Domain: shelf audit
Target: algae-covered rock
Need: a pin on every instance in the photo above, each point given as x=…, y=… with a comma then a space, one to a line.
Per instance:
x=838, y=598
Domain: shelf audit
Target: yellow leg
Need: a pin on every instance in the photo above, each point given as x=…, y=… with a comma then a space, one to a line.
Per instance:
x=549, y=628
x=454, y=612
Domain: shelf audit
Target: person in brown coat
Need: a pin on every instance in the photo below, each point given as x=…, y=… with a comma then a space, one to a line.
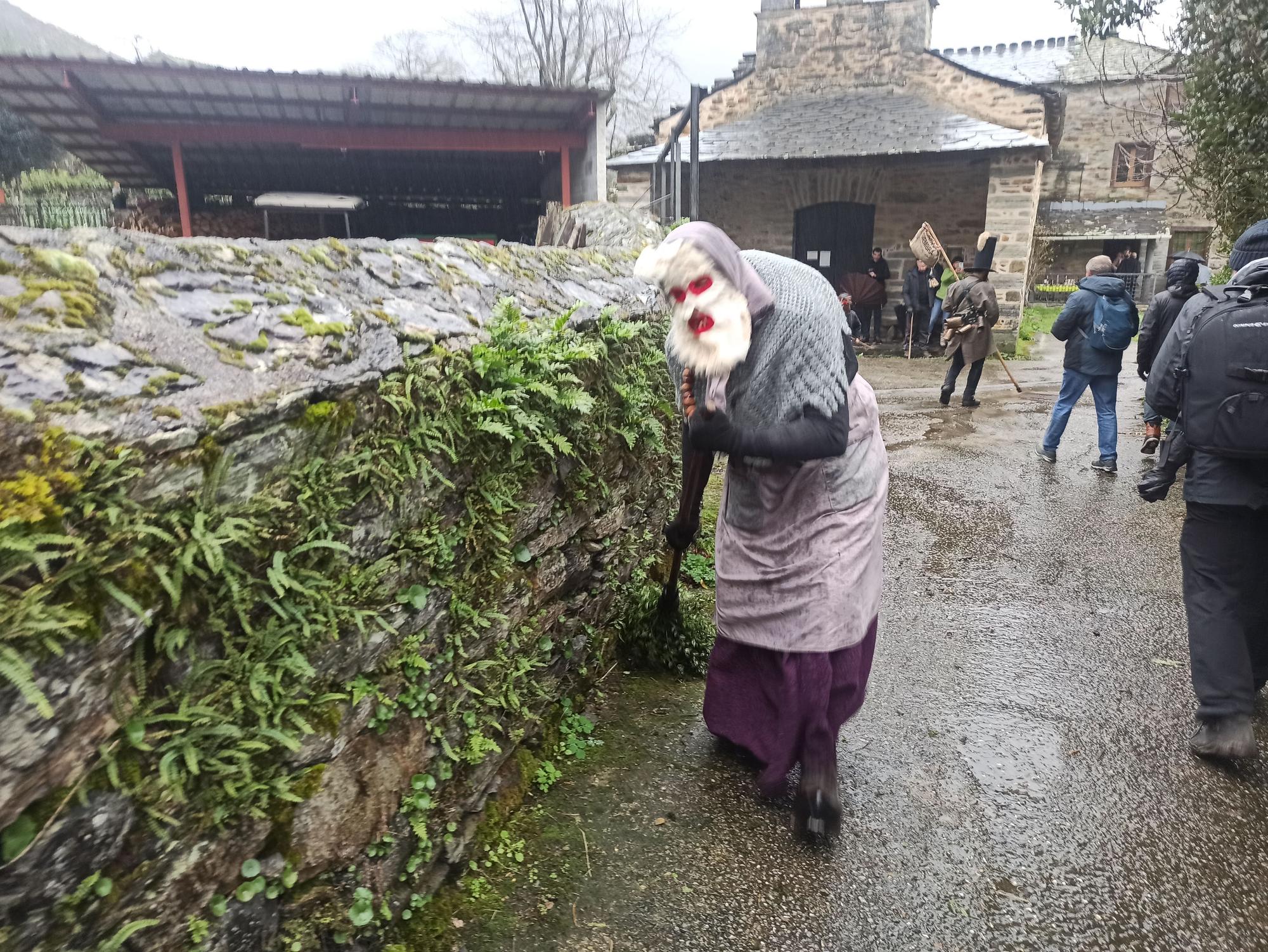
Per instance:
x=972, y=315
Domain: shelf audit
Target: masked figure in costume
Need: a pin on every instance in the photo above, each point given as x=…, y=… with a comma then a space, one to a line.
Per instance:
x=761, y=352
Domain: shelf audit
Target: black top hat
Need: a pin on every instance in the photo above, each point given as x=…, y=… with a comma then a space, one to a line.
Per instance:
x=986, y=257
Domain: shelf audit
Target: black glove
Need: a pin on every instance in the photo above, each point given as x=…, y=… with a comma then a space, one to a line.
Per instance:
x=1155, y=486
x=713, y=433
x=680, y=536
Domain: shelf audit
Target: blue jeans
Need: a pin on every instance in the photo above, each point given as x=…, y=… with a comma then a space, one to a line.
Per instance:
x=1105, y=394
x=936, y=320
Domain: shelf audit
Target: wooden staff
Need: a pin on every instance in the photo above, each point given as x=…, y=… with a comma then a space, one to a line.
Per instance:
x=948, y=261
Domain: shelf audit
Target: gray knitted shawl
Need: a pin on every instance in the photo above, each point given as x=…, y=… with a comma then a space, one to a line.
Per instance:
x=798, y=354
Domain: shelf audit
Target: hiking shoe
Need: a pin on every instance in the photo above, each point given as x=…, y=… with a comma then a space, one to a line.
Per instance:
x=1153, y=437
x=1226, y=738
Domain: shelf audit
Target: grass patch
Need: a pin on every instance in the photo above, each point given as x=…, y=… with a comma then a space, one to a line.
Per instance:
x=1037, y=320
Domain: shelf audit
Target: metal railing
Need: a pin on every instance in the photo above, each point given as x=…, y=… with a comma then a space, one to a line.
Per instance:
x=668, y=169
x=1056, y=288
x=58, y=214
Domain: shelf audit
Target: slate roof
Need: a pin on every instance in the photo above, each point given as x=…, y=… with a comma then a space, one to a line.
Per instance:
x=1061, y=60
x=1094, y=220
x=845, y=126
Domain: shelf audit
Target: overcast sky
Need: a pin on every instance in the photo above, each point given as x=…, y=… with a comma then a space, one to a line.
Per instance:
x=334, y=35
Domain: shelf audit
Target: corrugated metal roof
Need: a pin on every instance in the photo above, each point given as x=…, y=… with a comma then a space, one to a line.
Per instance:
x=73, y=100
x=1062, y=60
x=846, y=126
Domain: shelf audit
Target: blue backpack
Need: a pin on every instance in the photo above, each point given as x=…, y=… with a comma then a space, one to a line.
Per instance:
x=1113, y=328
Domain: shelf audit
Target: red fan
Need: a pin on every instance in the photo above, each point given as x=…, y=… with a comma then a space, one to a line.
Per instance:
x=865, y=290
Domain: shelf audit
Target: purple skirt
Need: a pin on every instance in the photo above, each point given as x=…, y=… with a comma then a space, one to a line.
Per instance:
x=786, y=707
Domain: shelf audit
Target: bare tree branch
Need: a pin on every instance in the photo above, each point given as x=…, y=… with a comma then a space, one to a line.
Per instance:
x=411, y=55
x=614, y=45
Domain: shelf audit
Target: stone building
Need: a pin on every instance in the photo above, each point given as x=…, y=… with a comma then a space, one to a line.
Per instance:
x=846, y=130
x=1103, y=190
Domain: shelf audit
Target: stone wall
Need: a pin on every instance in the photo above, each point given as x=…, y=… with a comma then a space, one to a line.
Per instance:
x=756, y=202
x=302, y=546
x=983, y=98
x=1012, y=206
x=1099, y=117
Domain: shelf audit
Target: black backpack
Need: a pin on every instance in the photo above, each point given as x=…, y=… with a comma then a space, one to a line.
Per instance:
x=1226, y=376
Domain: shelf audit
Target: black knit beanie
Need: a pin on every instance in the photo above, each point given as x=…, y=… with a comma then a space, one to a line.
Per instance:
x=1182, y=272
x=1251, y=247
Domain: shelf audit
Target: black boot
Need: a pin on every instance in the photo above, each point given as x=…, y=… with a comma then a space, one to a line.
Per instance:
x=817, y=807
x=1226, y=738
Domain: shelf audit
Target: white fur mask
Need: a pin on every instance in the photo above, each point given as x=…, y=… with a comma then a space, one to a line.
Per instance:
x=712, y=326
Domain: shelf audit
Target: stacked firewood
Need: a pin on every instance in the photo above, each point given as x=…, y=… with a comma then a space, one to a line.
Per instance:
x=164, y=219
x=561, y=229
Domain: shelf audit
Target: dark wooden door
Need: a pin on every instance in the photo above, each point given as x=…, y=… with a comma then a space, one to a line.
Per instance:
x=835, y=238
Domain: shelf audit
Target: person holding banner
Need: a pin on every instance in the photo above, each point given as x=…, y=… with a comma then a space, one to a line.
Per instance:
x=973, y=312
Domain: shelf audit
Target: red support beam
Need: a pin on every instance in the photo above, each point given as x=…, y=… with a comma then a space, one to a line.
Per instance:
x=178, y=164
x=310, y=136
x=566, y=176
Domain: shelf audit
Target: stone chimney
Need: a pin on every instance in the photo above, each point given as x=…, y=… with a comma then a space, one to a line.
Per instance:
x=845, y=35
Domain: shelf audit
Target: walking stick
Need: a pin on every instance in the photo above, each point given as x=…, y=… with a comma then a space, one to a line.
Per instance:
x=1009, y=372
x=948, y=261
x=695, y=479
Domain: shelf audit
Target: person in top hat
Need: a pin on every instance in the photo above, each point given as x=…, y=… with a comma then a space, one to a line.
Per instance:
x=973, y=312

● ● ● ● ●

#### [Stated exercise]
Copy all of the material above word for word, but leave out the pictures.

#### [Exercise result]
Domain: shelf audit
Target: algae-covered rock
Need: a pin on every instance in the photo above, each point given as x=…, y=… with a comma then a space, one to a line.
Per instance:
x=838, y=598
Domain: shelf audit
Target: yellow leg
Need: a pin on every instance in the photo above, each point given as x=…, y=… with a comma then a space, one to a line.
Per instance:
x=549, y=628
x=454, y=612
Domain: shelf audit
Target: person in brown coat
Need: a pin on every instance in the photo below, each point given as x=…, y=… with a comma then a space, one to a line.
Per instance:
x=972, y=315
Domain: shelf audit
Target: masked figure in costume
Need: a pin on every instance in the photo above, each point given as x=…, y=… with a comma then a space, one to a line.
Per instance:
x=761, y=352
Domain: shelf audit
Target: black top hat
Need: a pin on every instance in the photo above, each point given as x=…, y=… with a comma then a space, one to a line.
Per instance:
x=986, y=257
Domain: shelf audit
Target: black glove
Need: a pin on every instance in the photo above, each point given as x=…, y=… with a comma then a space, one to a line.
Per instance:
x=1155, y=486
x=713, y=433
x=680, y=536
Domain: shelf audit
Target: blue jeans
Need: a pin on every instance in the photo above, each point given as x=…, y=… with a comma then a space, one to a line.
Per instance:
x=1105, y=394
x=936, y=320
Domain: shelf audit
Target: wooden staff
Need: a pin on every instance in the photo above, each point given as x=…, y=… with a comma then a space, one to a line.
Per instance:
x=948, y=261
Domain: shelf audit
Target: gray knitted shawl
Need: a pin on every instance in the photo above, each point given as x=…, y=… with a comma then a space, one to a line.
Per instance:
x=798, y=354
Domain: shelf audit
Target: hiking shoe
Need: a pin on every instance in the photo above, each point given as x=…, y=… with a comma then a space, one to a line.
Per instance:
x=1153, y=437
x=1226, y=738
Domain: shelf audit
Target: grass patch
Need: a pin on every instance in the photo above, each point given as x=…, y=… with a comma then a space, one to a line.
Per instance:
x=1037, y=320
Domain: shelf audit
Target: metal railing
Need: a pin on every instance in the photo above, each point given as x=…, y=… with a comma then a space, one to a line.
Per instance:
x=668, y=169
x=1056, y=288
x=58, y=214
Domain: shelf audit
Target: slate roof
Need: a pin on every instance in the photo above, each point given as x=…, y=… with a comma then a space, one to a line.
Per instance:
x=1061, y=60
x=1094, y=220
x=845, y=126
Domain: shelf audit
Target: overcast sky
Need: a pin on every instance in the photo above, each point given as x=…, y=… with a comma then a space, one to a line.
Per instance:
x=334, y=35
Domain: shelf audit
Target: corrugated metal roof
Need: a pin on every instance in the photo above, each point given as x=…, y=… with a comma then a space, one to a line.
Per instance:
x=73, y=100
x=1062, y=60
x=846, y=126
Domain: shelf audit
Target: blue backpack
Need: a pin on every instance in the photo above, each point given as x=…, y=… with a comma then a space, one to a line.
Per instance:
x=1113, y=328
Domain: shelf audit
Target: red fan
Need: a pin on every instance in the photo above, each point given as x=…, y=… with a comma then a space, one to a line.
Per instance:
x=865, y=290
Domain: shelf audit
Target: purple skirt
Need: a pin on every instance in the photo above, each point given as x=…, y=… with a comma then a space, one to a line.
Per instance:
x=786, y=707
Domain: shelf audit
Target: bare tree branch
Need: a pin on every instance in the photo above, each point given as x=…, y=… with a comma then a space, one to a line.
Per instance:
x=411, y=55
x=614, y=45
Domain: shelf audit
Target: stone building
Need: a pin on every instance in the photo above, each point given as x=…, y=… with a comma then a space, one to a line.
Per instance:
x=846, y=130
x=1103, y=190
Domain: shelf audit
Target: stone wall
Need: a pin on every instance in the photo above, each point given as x=…, y=… with a comma then a space, one to a line.
Per instance:
x=756, y=202
x=302, y=546
x=983, y=98
x=1012, y=206
x=1099, y=117
Domain: shelf audit
Target: black backpack
Need: a pin on every instance in the photo above, each point given as x=…, y=… with a comma then a space, one to a line.
Per instance:
x=1226, y=376
Domain: shelf audit
Target: black knit beanie
Need: a pin on every instance in the photo above, each point given as x=…, y=… with a comma then a space, one to a line.
Per instance:
x=1182, y=272
x=1251, y=247
Domain: shelf audit
Target: black boot
Need: a pin on every instance in the photo above, each point given as x=…, y=… with a comma then a space, one to a line.
Per instance:
x=817, y=807
x=1226, y=738
Domain: shelf audit
Target: white fur mask
Need: a pin on every instance in the photo above, each point given as x=…, y=… with a comma then a space, one to a line.
Per instance:
x=712, y=326
Domain: shelf audit
Target: stacked firewood
Need: a pin on every instance in the photo above, each point given as x=…, y=… with a comma then a space, one to a line.
Per instance:
x=164, y=219
x=561, y=229
Domain: shelf audit
Target: dark wooden door
Need: a pin on every instance in the photo above, each point given as x=…, y=… with a comma then a space, one to a line.
Per instance:
x=835, y=238
Domain: shelf audit
Target: person holding banner
Need: a pin on every instance in the photo above, each point given as x=…, y=… with a comma then a space, one to a line.
Per instance:
x=973, y=312
Domain: shelf audit
Target: red support beam
Need: a pin on every instance in the photo above, each point given as x=…, y=… with a comma then a space, one to a line.
Per instance:
x=178, y=164
x=310, y=136
x=566, y=176
Domain: shelf audit
Target: stone chimney
Need: a pin on every instance in the photo above, each point given as x=…, y=… with a comma then a space, one to a line.
Per instance:
x=845, y=35
Domain: shelf audit
Target: walking stick
Need: a pin on every instance in the photo above, each point given as x=…, y=… with a comma then a space, one to a line.
Per instance:
x=1009, y=372
x=948, y=261
x=695, y=479
Domain: shelf audit
Target: person in top hat
Need: a pin on every instance in the photo above, each point given as x=…, y=… with a comma then a space, one to a line.
Per instance:
x=973, y=312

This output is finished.